TASK INSTRUCTIONS →
- A) For the heavy water text, decide whether each statement agrees with it: (i) the State Department admitted that the video edit was intentional; (ii) the amendment passed in the Senate; (iii) the amendment was proposed to a defense spending bill. Answer yes or no for each, and quote the words from the text that decide it.
- B) Edit the part of the heavy water text that begins at the words "Given the Obama" and stops after "veto the bill.", replacing "veto" with "reject".

EXTRACT →

══════════════════════════════

After all, it recently came to light that the State Department edited video footage of a 2013 press conference where a reporter asked about negotiations with Iran. The State Department initially claimed the missing portion of the video was due to a “glitch”, but this week admitted it was an intentional manipulation. The fact of the matter is the Obama administration has been evasive about Iran from the beginning and we shouldn’t expect their behavior to change any time soon.
That’s why I want to take moment to explain how I’ve been conducting oversight of President Obama’s implementation of his flawed nuclear deal with Iran. Under the deal, Iran must rid themselves of Heavy Water, a non-hazardous material that’s used in the production of nuclear weapons. In order to help Iran comply with the deal, the Obama administration announced they would purchase much of Iran’s current Heavy Water supply.
Given the Obama administration’s track record when it comes to Iran I wanted to hold them to their promise that this purchase would be a one-time occurrence and proposed an amendment to the Energy and Water spending bill that would block any future heavy water purchases. What was the Obama administration’s response? They threatened to veto the bill.
Senate Democrats followed suit and initially refused to even allow my amendment to come up for discussion, let alone a vote. Finally, we were able find a way to hold a vote on this important amendment, but Senate Democrats once again put political gamesmanship over the safety and security of the American people and it didn’t pass.
I was disappointed my amendment didn’t pass, but I am pleased the Senate had a recorded vote on this important matter. Leaving the door open to continued heavy water purchases by the United States only incentivizes Iran to produce more heavy water and legitimizes its activity for years to come. And it removes any confidence in the Obama administration’s promise that this purchase would be a one-time occurrence. I am committed to ensuring President Obama does not needlessly go beyond the terms of the nuclear deal in order to preserve his legacy.

══════════════════════════════

MATERIAL SUPPLIED →
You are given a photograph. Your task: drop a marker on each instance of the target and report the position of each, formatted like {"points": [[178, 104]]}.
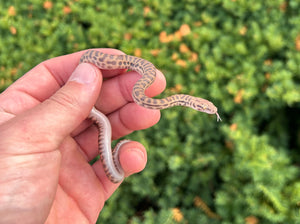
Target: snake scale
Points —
{"points": [[109, 158]]}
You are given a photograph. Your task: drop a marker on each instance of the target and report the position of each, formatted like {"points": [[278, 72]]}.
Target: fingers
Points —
{"points": [[133, 159], [55, 118], [41, 82]]}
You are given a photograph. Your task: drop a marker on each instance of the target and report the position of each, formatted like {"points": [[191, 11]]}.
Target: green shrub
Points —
{"points": [[242, 55]]}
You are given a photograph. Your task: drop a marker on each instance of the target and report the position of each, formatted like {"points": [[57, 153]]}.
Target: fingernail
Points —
{"points": [[138, 152], [84, 73]]}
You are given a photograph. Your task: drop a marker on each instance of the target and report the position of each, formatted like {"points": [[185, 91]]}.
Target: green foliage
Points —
{"points": [[242, 55]]}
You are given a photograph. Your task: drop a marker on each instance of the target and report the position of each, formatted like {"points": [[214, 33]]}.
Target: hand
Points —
{"points": [[46, 141]]}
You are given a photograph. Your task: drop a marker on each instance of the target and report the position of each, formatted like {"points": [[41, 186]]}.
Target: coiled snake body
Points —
{"points": [[108, 157]]}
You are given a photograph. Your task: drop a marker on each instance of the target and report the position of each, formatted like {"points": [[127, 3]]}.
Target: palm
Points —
{"points": [[63, 181]]}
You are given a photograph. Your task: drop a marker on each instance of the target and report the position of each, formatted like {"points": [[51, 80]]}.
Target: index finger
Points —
{"points": [[44, 80]]}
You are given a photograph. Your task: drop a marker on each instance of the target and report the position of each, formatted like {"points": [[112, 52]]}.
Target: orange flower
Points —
{"points": [[185, 29], [267, 75], [147, 9], [197, 68], [239, 96], [243, 30], [181, 63], [137, 52], [183, 48], [268, 62], [12, 11], [155, 52], [233, 127], [297, 43], [13, 30], [127, 36], [67, 10], [193, 57], [47, 5], [177, 214], [251, 220]]}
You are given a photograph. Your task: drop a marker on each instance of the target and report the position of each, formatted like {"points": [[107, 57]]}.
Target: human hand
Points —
{"points": [[46, 143]]}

══════════════════════════════

SOLUTIONS FOR EACH TASK →
- A)
(i) Yes: "this week admitted it was an intentional manipulation"
(ii) No: "it didn’t pass"
(iii) No: "proposed an amendment to the Energy and Water spending bill"

- B)
Given the Obama administration’s track record when it comes to Iran I wanted to hold them to their promise that this purchase would be a one-time occurrence and proposed an amendment to the Energy and Water spending bill that would block any future heavy water purchases. What was the Obama administration’s response? They threatened to reject the bill.